§ **TAREFAS PROPOSTAS**
• A. Na coluna sobre a reforma da Previdência, a frase que começa com "A lei foi feita pelo País Oficial" caracteriza esse país de várias maneiras. Liste todas essas caracterizações.
• B. Dê continuidade à coluna sobre a reforma da Previdência, começando logo após a última frase apresentada.

§ **FONTE**

++++++++++++++++++++

“A guerra dos
Brasis
POR FERNÃO LARA
MESQUITA
Sob os
repiniques da bateria em torno dos grampos do Joesley desta véspera de votação
da reforma da Previdência (escrevo na quinta-feira 13/6), agora a cargo dos
arrombadores a soldo de um certo The Intercept, uma das marcas-fantasia de
PSOL, PT e cia., está consumado o tombo do costume na última tentativa do País
Real de abolir a escravatura.
Com os Benefícios
de Prestação Continuada de abre-alas, o velho bloco do Me Engana Que Eu Gosto
passou batidos os “jabutis” que realmente lhe interessavam: o regime de
capitalização, que mataria para todo o sempre o comércio de privilégios
previdenciários, a mais produtiva mina de ouro de quem tem o poder de
vendê-los, e a manutenção da constitucionalidade das normas da Previdência, a
garantia vitalícia pela qual cobram caríssimo esses comerciantes. A reforma da
Previdência já entra na avenida castrada, conforme o prometido, portanto, e com
o favelão nacional com todos os “acessos” espetados nas suas veias mantidos
para que o País Oficial possa continuar servindo-se na medida da satisfação dos
seus luxos.
O apartheid
brasileiro tem raízes profundas. O Brasil Real, o Brasil que deu certo, o
Brasil que se fez sozinho escondido do outro, este Brasil continua, como sempre
esteve, à margem da lei. A lei foi feita pelo País Oficial, o antiamericano, o
que sempre viveu das “derramas”, o que enforcou Tiradentes, o que invadiu o Rio
de Janeiro em 1808, de modo a não poder ser cumprida jamais. É a continuação do
Brasil dos traficantes de escravos que compravam pedaços do Estado (feudos) e
“títulos de nobreza” ao rei. São as deles as tais instituições que “estão
funcionando”.

++++++++++++++++++++

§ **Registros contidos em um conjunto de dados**
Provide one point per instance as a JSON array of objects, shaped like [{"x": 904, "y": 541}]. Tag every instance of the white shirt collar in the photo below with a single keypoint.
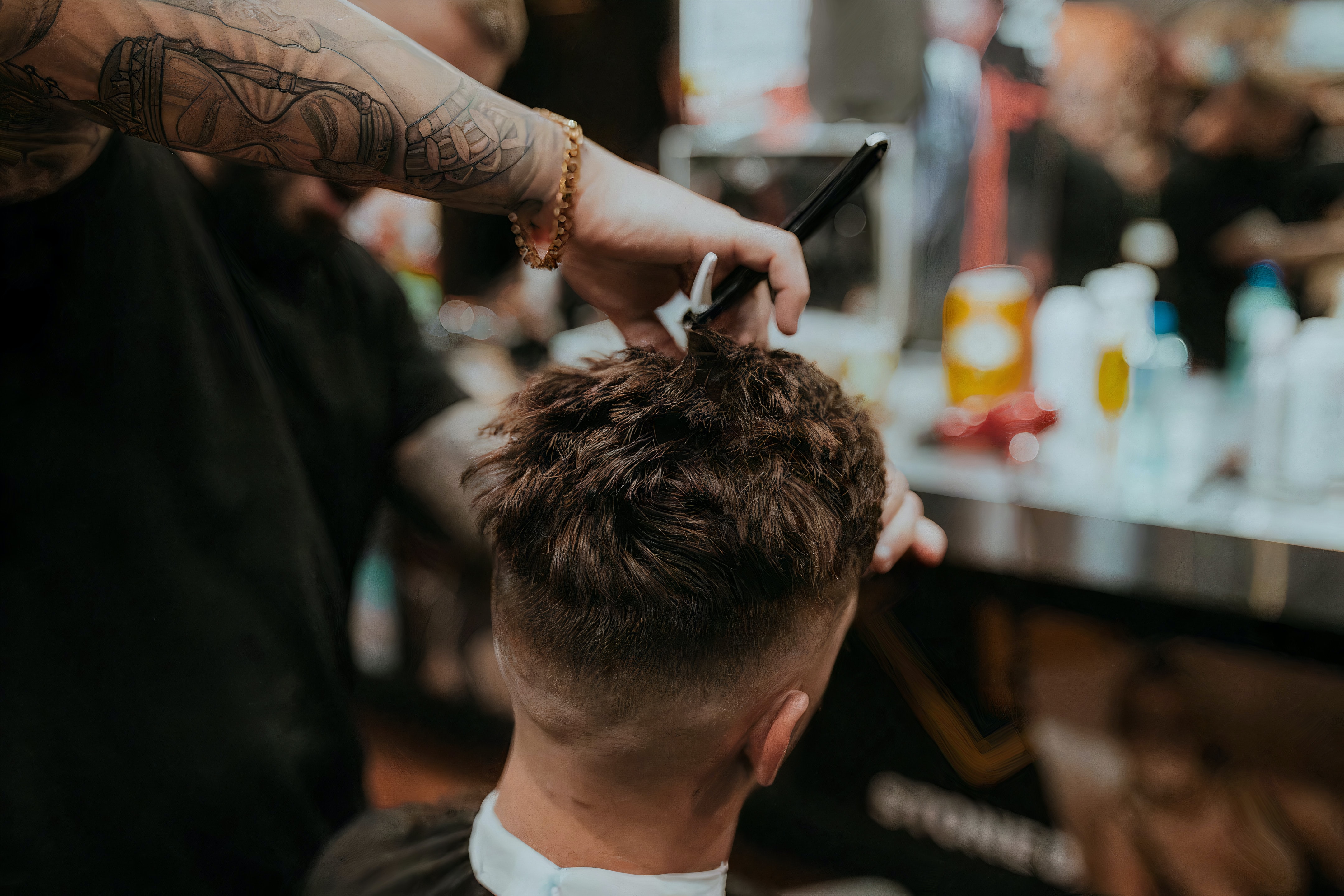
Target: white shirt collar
[{"x": 509, "y": 867}]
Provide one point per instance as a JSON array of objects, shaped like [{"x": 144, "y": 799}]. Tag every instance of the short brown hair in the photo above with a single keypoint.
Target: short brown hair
[
  {"x": 670, "y": 522},
  {"x": 502, "y": 25}
]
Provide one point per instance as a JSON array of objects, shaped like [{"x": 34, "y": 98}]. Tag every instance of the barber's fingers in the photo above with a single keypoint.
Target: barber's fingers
[
  {"x": 931, "y": 542},
  {"x": 749, "y": 322},
  {"x": 647, "y": 331},
  {"x": 780, "y": 254},
  {"x": 898, "y": 535},
  {"x": 897, "y": 491}
]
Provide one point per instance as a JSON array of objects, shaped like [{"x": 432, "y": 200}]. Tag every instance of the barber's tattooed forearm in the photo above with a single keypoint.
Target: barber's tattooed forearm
[{"x": 304, "y": 85}]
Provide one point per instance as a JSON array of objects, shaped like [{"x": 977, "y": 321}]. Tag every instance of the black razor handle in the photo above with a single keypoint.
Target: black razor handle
[{"x": 804, "y": 221}]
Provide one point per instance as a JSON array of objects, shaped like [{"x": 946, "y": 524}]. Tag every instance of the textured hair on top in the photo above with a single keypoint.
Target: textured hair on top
[{"x": 663, "y": 525}]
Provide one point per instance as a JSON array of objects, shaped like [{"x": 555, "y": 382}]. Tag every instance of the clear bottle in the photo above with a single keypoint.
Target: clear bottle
[
  {"x": 1312, "y": 420},
  {"x": 1264, "y": 288}
]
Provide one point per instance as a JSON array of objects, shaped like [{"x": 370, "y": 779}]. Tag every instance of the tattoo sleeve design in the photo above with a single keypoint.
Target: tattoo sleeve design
[
  {"x": 199, "y": 100},
  {"x": 310, "y": 86},
  {"x": 257, "y": 16},
  {"x": 463, "y": 143}
]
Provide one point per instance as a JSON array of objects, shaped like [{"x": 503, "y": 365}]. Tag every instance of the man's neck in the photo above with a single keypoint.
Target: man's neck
[{"x": 553, "y": 800}]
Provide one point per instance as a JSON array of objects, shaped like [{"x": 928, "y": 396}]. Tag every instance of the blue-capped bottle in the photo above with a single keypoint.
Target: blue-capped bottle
[{"x": 1264, "y": 288}]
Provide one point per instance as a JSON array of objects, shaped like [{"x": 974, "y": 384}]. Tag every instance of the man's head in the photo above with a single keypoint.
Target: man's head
[
  {"x": 679, "y": 546},
  {"x": 482, "y": 38}
]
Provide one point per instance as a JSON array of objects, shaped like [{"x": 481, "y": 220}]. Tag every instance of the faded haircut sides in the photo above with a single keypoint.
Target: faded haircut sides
[{"x": 665, "y": 526}]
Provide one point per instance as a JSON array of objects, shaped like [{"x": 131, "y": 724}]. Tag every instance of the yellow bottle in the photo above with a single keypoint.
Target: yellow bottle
[
  {"x": 1113, "y": 382},
  {"x": 984, "y": 332}
]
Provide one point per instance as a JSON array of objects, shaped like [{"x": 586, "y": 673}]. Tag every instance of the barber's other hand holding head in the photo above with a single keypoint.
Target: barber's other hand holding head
[
  {"x": 637, "y": 238},
  {"x": 906, "y": 529}
]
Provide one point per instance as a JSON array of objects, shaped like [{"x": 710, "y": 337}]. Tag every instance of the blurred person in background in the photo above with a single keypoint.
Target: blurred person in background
[
  {"x": 1034, "y": 167},
  {"x": 1246, "y": 186},
  {"x": 177, "y": 529},
  {"x": 1105, "y": 103},
  {"x": 1195, "y": 823},
  {"x": 174, "y": 661},
  {"x": 334, "y": 326}
]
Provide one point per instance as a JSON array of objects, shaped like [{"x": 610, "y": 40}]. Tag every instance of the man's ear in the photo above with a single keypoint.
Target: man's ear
[{"x": 773, "y": 734}]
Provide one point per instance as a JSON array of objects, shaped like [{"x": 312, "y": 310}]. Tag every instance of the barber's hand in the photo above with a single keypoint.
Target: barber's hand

++++++++++++++++++++

§ **RESPOSTAS ÀS TAREFAS**
• A.
- o antiamericano
- o que sempre viveu das "derramas"
- o que enforcou Tiradentes
- o que invadiu o Rio de Janeiro em 1808

• B.
Só dois pontos
destes dois Brasis sempre estiveram conectados: as mãos de um e os bolsos do
outro. No mais, são antípodas em tudo. Na educação, bola da vez, há os nédios
professores das universidades públicas que comem o grosso da verba nacional,
aposentam-se na flor da idade e dão aulas nos enclaves privatizados do
território brasileiro onde polícia não entra (Coafs e tribunais de contas,
menos ainda) e se formam, “de graça” e sem lei, os quadros da elite do País
Oficial. E há as professorinhas miseráveis, que não se aposentam nunca, das
escolas básicas varejadas de balas perdidas, caindo aos pedaços, creches de
quase adultos que vão lá para comer da mão do País Oficial o pão que a
“educação” que ele lhes serve não consegue comprar.
O sindicato
desses diferentes professores é, no entanto, o mesmo. Com estrutura nacional,
vem a ser o núcleo duro da defesa da privilegiatura. Escudados na miséria das
professorinhas, são os professorões que organizam aquela rede que sai em
passeatas milimetricamente cronometradas com as pautas em tramitação no
Congresso Nacional e nas redações que empregam seus parentes, amigos e
correligionários, para “provar” a “impopularidade” de acabar com os salários e
as aposentadorias 100 vezes, 50 vezes, 30 vezes na média nacional maiores que
as do favelão que paga a conta.
Mas não foi a
derrota desse Brasil que saiu nas manchetes. Já não é mais nem “o governo” que
“perde” ou “ganha” as batalhas entre os dois Brasis. Agora é só “o presidente
Jair Bolsonaro” que “sofre derrotas no Legislativo e no Judiciário”, seja na
batalha para o favelão nunca mais ter de pagar lagostas e vinhos tetracampeões
aos STFs de sempre, seja para que o Estado conceda à plebe a graça de não ser
enjaulada quando recusar-se a deixar-se mansamente matar e insistir em defender
a própria vida contra quem resolver atentar contra ela.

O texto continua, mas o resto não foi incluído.